● Exercise set
- a) List every term that the k-means homework text sets in bold type.
- b) Answer these questions from the k-means homework text:
(i) Which dataset is used to explore the algorithm?
(ii) Into how many distinct groups does the stated assumption say the samples may be separated?
(iii) What example of a continuous feature is given in the definition of a centroid?
- c) Carry on the k-means homework text from the point at which it stops.

● Reading text
§ §

# Homework: K-Means Clustering

In this homework, we will explore the k-means clustering algorithm using a BBC Sports dataset. As with all unsupervised learning problems, our goal is to discover and describe some hidden structure in unlabeled data. 

We will make the following **assumption**:  In the given data, the samples may be cleanly separated into k distinct groups over a set of features.

The issue is that, while this assumption tells us that there are k distinct "classes" of samples, we know nothing about their content/properties.  If we could find samples that were representative of each of the k groups, then we could label the rest of the samples based on how similar they are to each of the representative or prototypical samples.  Armed with this intuition, the goal of the k-means clustering algorithm will be to find these representative samples (prototypes) through an iterative process.

We can define such prototypes as either a:
- **centroid** – the average of similar points wrt continuous features (e.g. petal lengths)
- **medioid** – the most representative/most frequently occurring point wrt categorical features (e.g. discrete color labels, blue vs. red vs. green.)

§ §

● Pointing dataset excerpts
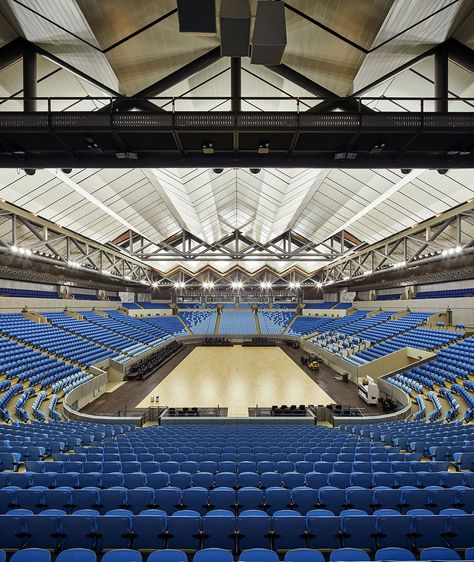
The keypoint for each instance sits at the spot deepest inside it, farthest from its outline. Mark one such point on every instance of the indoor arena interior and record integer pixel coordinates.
(236, 280)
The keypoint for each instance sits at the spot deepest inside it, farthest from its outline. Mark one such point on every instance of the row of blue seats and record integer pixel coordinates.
(92, 331)
(447, 293)
(320, 305)
(347, 554)
(131, 454)
(299, 498)
(274, 322)
(304, 325)
(28, 293)
(192, 467)
(367, 322)
(168, 324)
(200, 322)
(237, 323)
(209, 480)
(115, 324)
(285, 530)
(54, 340)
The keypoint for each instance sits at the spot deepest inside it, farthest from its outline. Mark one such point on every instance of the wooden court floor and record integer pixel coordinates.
(237, 378)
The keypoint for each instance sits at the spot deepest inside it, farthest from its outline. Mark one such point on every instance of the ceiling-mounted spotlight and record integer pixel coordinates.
(377, 148)
(126, 156)
(197, 17)
(93, 146)
(208, 147)
(345, 156)
(456, 152)
(235, 17)
(269, 33)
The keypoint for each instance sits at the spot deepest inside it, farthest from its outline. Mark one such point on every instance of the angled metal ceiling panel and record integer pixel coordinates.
(76, 46)
(155, 53)
(400, 40)
(320, 56)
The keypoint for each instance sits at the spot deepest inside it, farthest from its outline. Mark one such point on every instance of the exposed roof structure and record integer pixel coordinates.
(123, 48)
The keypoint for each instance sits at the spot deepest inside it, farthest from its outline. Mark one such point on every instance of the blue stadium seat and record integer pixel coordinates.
(258, 555)
(31, 555)
(213, 555)
(77, 555)
(254, 528)
(122, 555)
(184, 530)
(348, 555)
(219, 530)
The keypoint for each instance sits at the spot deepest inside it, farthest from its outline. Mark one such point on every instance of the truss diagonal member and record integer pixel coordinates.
(332, 100)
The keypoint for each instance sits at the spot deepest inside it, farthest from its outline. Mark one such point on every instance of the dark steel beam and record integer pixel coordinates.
(441, 80)
(317, 90)
(235, 84)
(246, 160)
(30, 80)
(11, 53)
(395, 72)
(461, 54)
(165, 83)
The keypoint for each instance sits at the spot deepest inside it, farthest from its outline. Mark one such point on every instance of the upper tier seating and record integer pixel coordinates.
(321, 305)
(454, 363)
(32, 368)
(366, 323)
(237, 323)
(304, 325)
(238, 487)
(155, 305)
(95, 332)
(54, 340)
(86, 297)
(29, 293)
(338, 324)
(446, 294)
(168, 324)
(274, 322)
(202, 322)
(395, 327)
(418, 338)
(116, 325)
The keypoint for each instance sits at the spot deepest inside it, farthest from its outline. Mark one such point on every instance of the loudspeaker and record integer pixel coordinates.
(235, 28)
(197, 16)
(269, 33)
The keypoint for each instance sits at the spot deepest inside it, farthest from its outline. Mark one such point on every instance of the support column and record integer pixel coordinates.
(29, 80)
(441, 80)
(236, 84)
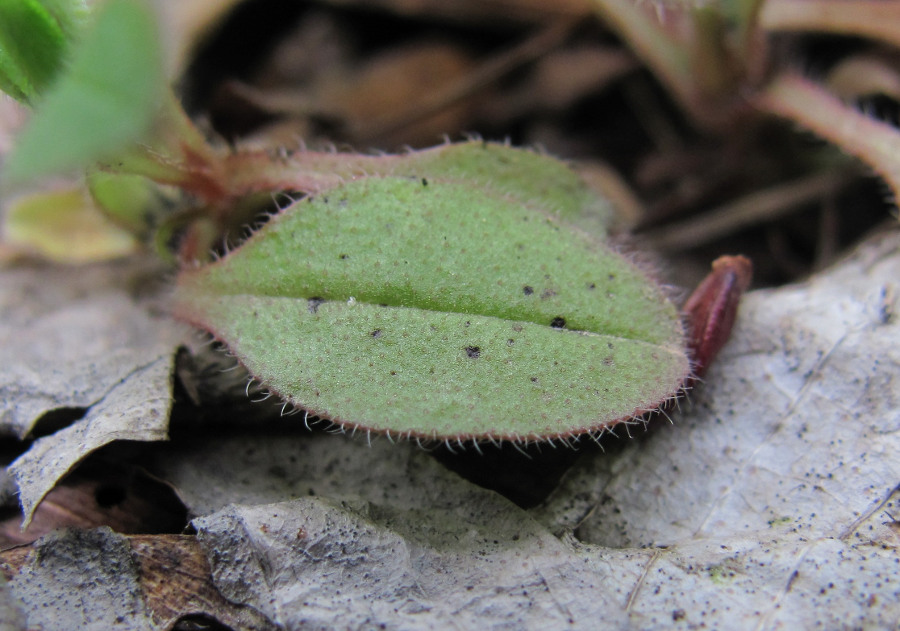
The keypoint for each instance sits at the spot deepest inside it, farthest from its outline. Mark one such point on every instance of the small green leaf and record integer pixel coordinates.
(64, 226)
(438, 307)
(104, 101)
(32, 46)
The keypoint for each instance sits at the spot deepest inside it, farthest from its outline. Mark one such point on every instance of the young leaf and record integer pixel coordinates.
(105, 100)
(64, 226)
(33, 38)
(439, 307)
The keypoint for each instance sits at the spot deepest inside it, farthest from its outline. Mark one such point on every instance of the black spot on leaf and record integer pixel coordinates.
(313, 304)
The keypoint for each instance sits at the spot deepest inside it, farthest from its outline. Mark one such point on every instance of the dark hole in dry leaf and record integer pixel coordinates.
(55, 420)
(199, 622)
(109, 495)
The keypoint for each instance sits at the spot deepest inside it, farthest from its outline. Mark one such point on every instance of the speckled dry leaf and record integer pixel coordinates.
(78, 339)
(772, 495)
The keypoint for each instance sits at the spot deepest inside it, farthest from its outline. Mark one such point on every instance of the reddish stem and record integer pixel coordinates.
(712, 309)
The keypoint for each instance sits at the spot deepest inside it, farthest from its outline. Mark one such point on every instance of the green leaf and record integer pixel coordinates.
(32, 45)
(104, 101)
(438, 307)
(64, 226)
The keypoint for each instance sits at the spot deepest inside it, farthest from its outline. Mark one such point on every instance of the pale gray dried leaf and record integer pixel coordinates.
(768, 503)
(797, 429)
(82, 580)
(69, 336)
(135, 409)
(79, 338)
(12, 618)
(467, 556)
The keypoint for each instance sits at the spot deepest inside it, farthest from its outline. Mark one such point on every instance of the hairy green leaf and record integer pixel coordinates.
(105, 99)
(439, 307)
(33, 39)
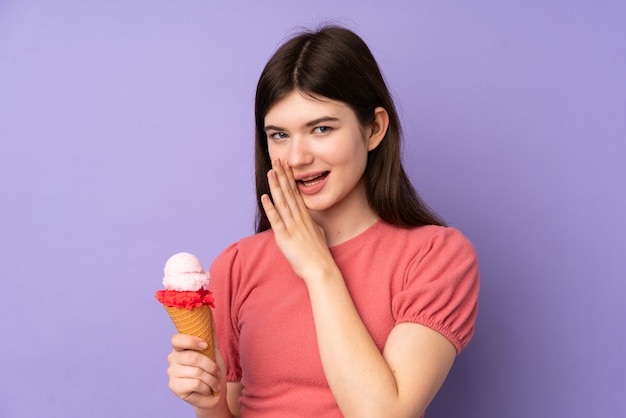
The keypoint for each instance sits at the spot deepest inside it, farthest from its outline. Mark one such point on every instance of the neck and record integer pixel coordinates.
(344, 222)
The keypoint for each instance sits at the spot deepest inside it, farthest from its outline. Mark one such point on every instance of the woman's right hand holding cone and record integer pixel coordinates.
(196, 378)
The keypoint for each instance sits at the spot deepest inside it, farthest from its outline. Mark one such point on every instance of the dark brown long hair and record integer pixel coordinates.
(335, 63)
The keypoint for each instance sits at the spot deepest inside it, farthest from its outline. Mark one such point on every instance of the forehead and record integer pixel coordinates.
(298, 107)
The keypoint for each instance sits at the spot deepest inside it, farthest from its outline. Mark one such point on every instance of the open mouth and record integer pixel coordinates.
(313, 180)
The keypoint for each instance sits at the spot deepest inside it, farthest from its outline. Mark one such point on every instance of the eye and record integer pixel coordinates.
(276, 136)
(322, 129)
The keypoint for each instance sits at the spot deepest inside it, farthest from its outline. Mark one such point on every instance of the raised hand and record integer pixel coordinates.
(300, 239)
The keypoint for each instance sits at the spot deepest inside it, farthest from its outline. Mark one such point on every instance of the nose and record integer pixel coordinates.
(299, 153)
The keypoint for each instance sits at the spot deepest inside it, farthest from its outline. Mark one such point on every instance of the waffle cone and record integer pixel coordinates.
(196, 322)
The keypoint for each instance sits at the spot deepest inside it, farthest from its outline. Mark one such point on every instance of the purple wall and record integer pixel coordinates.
(125, 136)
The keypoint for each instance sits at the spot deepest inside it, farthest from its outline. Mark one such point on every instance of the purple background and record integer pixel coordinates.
(126, 135)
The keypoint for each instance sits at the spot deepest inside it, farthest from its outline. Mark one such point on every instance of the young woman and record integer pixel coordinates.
(353, 298)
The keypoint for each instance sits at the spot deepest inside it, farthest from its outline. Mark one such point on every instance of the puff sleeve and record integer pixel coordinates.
(441, 286)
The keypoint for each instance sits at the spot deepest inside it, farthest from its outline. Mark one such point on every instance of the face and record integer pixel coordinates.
(326, 146)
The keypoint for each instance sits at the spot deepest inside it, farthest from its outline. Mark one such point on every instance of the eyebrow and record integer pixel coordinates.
(308, 124)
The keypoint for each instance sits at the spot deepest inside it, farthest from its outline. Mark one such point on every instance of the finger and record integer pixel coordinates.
(272, 214)
(190, 366)
(295, 192)
(287, 183)
(182, 342)
(281, 204)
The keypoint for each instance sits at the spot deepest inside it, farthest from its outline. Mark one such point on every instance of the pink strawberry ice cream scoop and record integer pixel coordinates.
(185, 282)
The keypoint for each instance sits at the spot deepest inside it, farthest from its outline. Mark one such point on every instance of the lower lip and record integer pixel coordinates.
(308, 190)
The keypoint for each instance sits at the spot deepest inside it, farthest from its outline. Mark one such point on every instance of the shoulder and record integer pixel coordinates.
(427, 238)
(253, 247)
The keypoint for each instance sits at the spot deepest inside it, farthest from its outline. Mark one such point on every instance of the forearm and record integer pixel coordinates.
(361, 380)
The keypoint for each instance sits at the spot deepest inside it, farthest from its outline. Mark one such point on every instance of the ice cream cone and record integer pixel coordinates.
(196, 322)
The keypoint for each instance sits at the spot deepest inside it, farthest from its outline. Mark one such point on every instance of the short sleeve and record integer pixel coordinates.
(225, 274)
(441, 287)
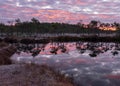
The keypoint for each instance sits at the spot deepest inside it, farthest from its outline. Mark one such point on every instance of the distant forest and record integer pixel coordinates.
(34, 26)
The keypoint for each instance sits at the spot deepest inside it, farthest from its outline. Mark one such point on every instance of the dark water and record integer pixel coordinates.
(102, 70)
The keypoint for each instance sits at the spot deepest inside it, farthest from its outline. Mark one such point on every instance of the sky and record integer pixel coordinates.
(66, 11)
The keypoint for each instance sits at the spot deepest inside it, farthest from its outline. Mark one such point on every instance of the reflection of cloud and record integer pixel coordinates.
(61, 10)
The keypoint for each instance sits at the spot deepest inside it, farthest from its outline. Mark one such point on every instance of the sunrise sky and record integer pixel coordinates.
(67, 11)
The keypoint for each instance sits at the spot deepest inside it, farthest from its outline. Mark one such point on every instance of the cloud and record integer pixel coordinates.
(61, 10)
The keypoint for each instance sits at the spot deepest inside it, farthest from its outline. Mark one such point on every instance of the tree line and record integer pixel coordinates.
(34, 26)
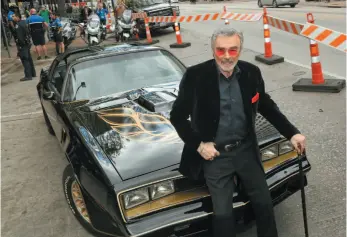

§ §

● Exercise answers
- a) assumption, centroid, medioid

- b)
(i) A BBC Sports dataset
(ii) k distinct groups
(iii) Petal lengths

- c)
## Step 1: Download and unzip the dataset

For this assignment you’ll use a dataset which clusters text articles from BBC Sports, by topic (athletics, cricket, football, rugby, tennis).  Download the preprocessed dataset from:

http://mlg.ucd.ie/datasets/bbc.html

(1) Download `bbcsport.zip` to your directory and (2) unzip bbcsport.zip into the four files contained therein. Leave these four files in your homework directory, i.e. do not put them in a data folder. You could also do this within your notebook using the `ZipFile` and `urlrequest.urlretrieve` packages. 

Look at the dataset's web page above to understand the role of each file.

Part of the task here is just for you to make sense of the data, and practice being a data scientist.  A few remarks that might help you:

* “Classes” are the five different topics, thus the class file may give a hint as to this (similarly with the docs file, which might be friendlier to read by a human).  Each document ID is ultimately mapped to a class.
* The mtx file represents a sparse matrix with counts of how often each word appeared in a document.  You may want to look at importing `scipy.io` and using `scipy.io.mmread` to read matrices, and the matrix `todense()` method to go from sparse to dense matrices.
* The ordering of the terms in the terms file implicitly gives you their word IDs.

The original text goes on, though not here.